Object pointing dataset rows:
++++++++++++++++++++

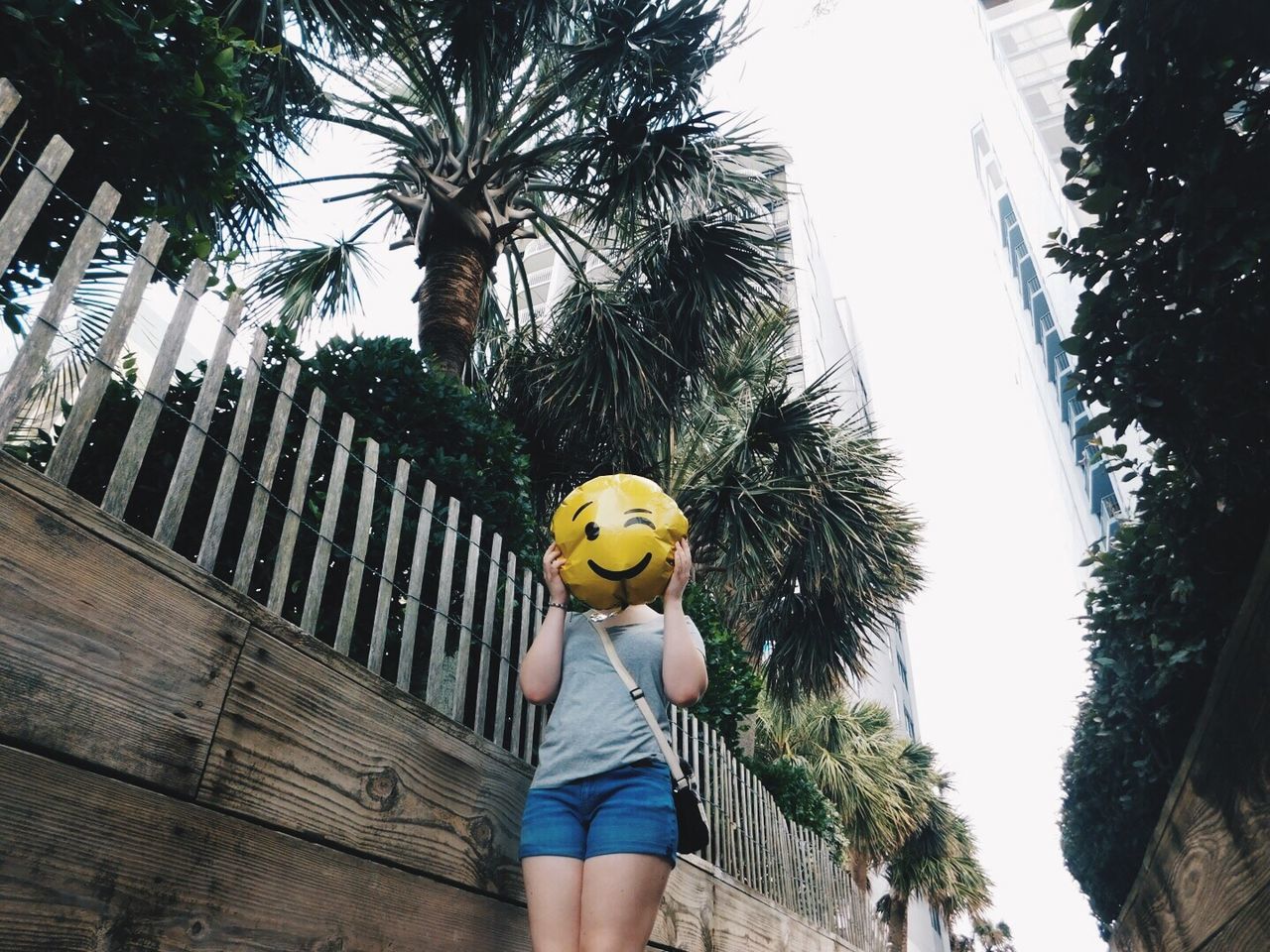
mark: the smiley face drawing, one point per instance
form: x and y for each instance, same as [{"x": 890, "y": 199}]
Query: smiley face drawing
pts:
[{"x": 617, "y": 536}]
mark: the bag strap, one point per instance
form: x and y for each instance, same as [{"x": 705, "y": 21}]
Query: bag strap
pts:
[{"x": 636, "y": 693}]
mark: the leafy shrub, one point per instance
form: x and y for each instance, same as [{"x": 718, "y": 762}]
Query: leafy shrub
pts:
[
  {"x": 163, "y": 99},
  {"x": 731, "y": 697},
  {"x": 1171, "y": 118}
]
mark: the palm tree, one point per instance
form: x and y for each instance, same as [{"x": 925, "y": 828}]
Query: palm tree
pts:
[
  {"x": 878, "y": 780},
  {"x": 939, "y": 862},
  {"x": 500, "y": 119},
  {"x": 675, "y": 367},
  {"x": 993, "y": 937}
]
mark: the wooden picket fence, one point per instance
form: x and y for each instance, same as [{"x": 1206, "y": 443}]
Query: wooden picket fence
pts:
[{"x": 423, "y": 597}]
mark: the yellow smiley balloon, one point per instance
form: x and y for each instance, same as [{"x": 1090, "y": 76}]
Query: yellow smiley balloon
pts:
[{"x": 617, "y": 536}]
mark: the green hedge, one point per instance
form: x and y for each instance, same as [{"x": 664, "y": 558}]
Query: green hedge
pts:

++++++++++++++++++++

■ **WHAT THE TASK ASKS**
Copy out all of the records above, putting "one point for each instance" in place of "one point per instance" each time it appears and changing nothing else. Leave the pictures out.

■ **REPLY**
mark: the smiley face drawing, one point for each instance
form: x and y for each instance, same as [{"x": 890, "y": 199}]
Query: smiley face drawing
pts:
[{"x": 617, "y": 536}]
mark: the bag strap, one point for each instance
form: x and y for each instance, same as [{"x": 705, "y": 21}]
Query: bag strap
pts:
[{"x": 636, "y": 693}]
mark: the leafy shrub, one point for each instance
form: x and y for each instance, same as [{"x": 718, "y": 762}]
Query: leafy shrub
pts:
[
  {"x": 163, "y": 99},
  {"x": 731, "y": 697},
  {"x": 1171, "y": 118}
]
mark: the palm tree, one point for each instance
form: x and y for each instance, same as [{"x": 925, "y": 828}]
Query: palm tree
pts:
[
  {"x": 878, "y": 780},
  {"x": 939, "y": 862},
  {"x": 500, "y": 119},
  {"x": 675, "y": 367},
  {"x": 993, "y": 937}
]
mark: the wooden picket fence, one point for each instance
form: x and y for each instance, same as [{"x": 1206, "y": 443}]
Query: wooden picket fence
pts:
[{"x": 423, "y": 597}]
mark: the yellow smiley balloon, one point for each instance
form: x and y for each instance, same as [{"x": 1090, "y": 76}]
Query: yellow smiley balloon
pts:
[{"x": 617, "y": 536}]
mark: the green hedge, one point for each instance
form: x and y for each instance, same as [{"x": 664, "y": 558}]
Query: green hedge
pts:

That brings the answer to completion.